● **Testo di lettura**:
====

Consumi informativi e nuovi media: polarizzazione, frammentazione e classe dirigente inadeguata
Gioele Gambaro
“L’Italia? La borghesia più ignorante d’Europa” (Orson Welles)
Consumatori (non molto) onnivori e disintermediazione
L’Italia è l’unico Paese dove, in media, i dirigenti leggono meno libri di quadri e impiegati. In questo articolo sosterrò che i seguenti fenomeni abbiano accelerato una già presente debolezza della preparazione culturale della classe dirigente -intendendo questo termine in senso esteso: una crescente polarizzazione dei consumi informativi, nonché una crescente frammentazione degli stessi, a cui si ha da sommarsi la crisi dei giornali.

====

● **Dati disponibili**:

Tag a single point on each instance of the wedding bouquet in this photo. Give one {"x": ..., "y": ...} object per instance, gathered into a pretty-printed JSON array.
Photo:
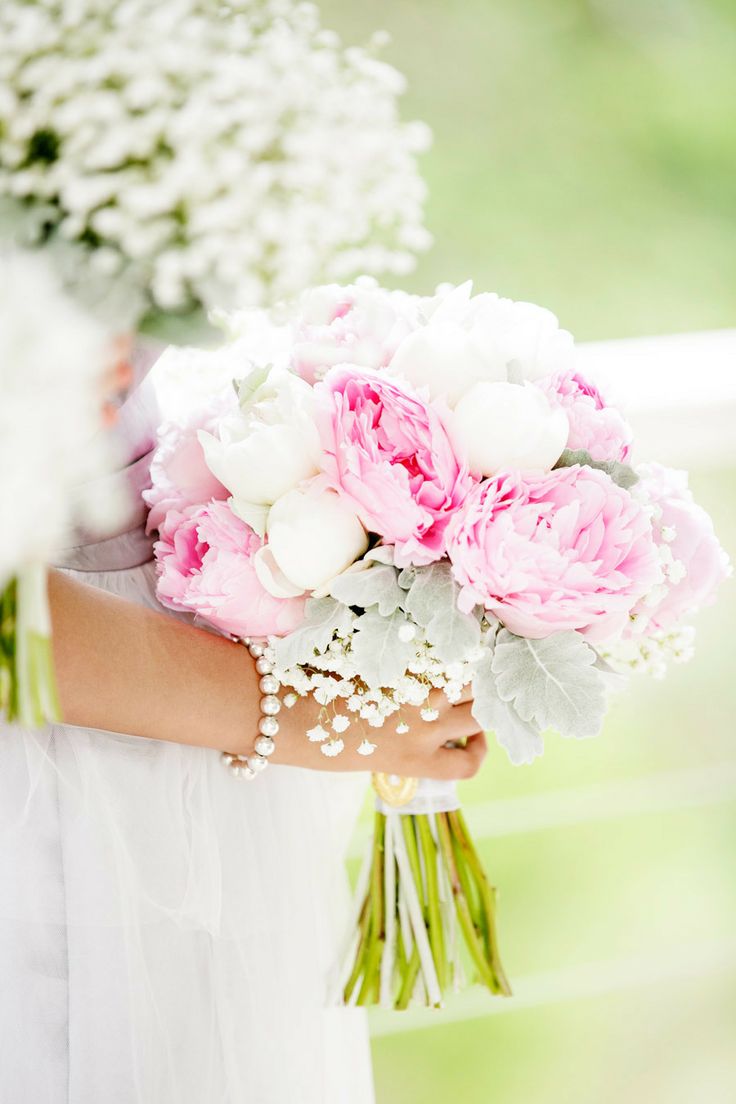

====

● **Consegne**:
#1 Indica se ciascuna affermazione concorda con il testo sui consumi informativi, rispondendo sì o no e citando le parole decisive del testo. (a) In Italia i dirigenti leggono in media meno libri di quadri e impiegati. (b) L'autore sostiene che la polarizzazione dei consumi informativi stia diminuendo. (c) La frase sulla borghesia italiana è attribuita a Orson Welles.
#2 Stampa il passo del testo sui consumi informativi compreso tra "Consumatori (non molto)" e "crisi dei giornali.", estremi inclusi.

● **Risposte alle consegne**:
#1
(a) Sì: "L’Italia è l’unico Paese dove, in media, i dirigenti leggono meno libri di quadri e impiegati."
(b) No: "una crescente polarizzazione dei consumi informativi"
(c) Sì: "“L’Italia? La borghesia più ignorante d’Europa” (Orson Welles)"

#2
Consumatori (non molto) onnivori e disintermediazione
L’Italia è l’unico Paese dove, in media, i dirigenti leggono meno libri di quadri e impiegati. In questo articolo sosterrò che i seguenti fenomeni abbiano accelerato una già presente debolezza della preparazione culturale della classe dirigente -intendendo questo termine in senso esteso: una crescente polarizzazione dei consumi informativi, nonché una crescente frammentazione degli stessi, a cui si ha da sommarsi la crisi dei giornali.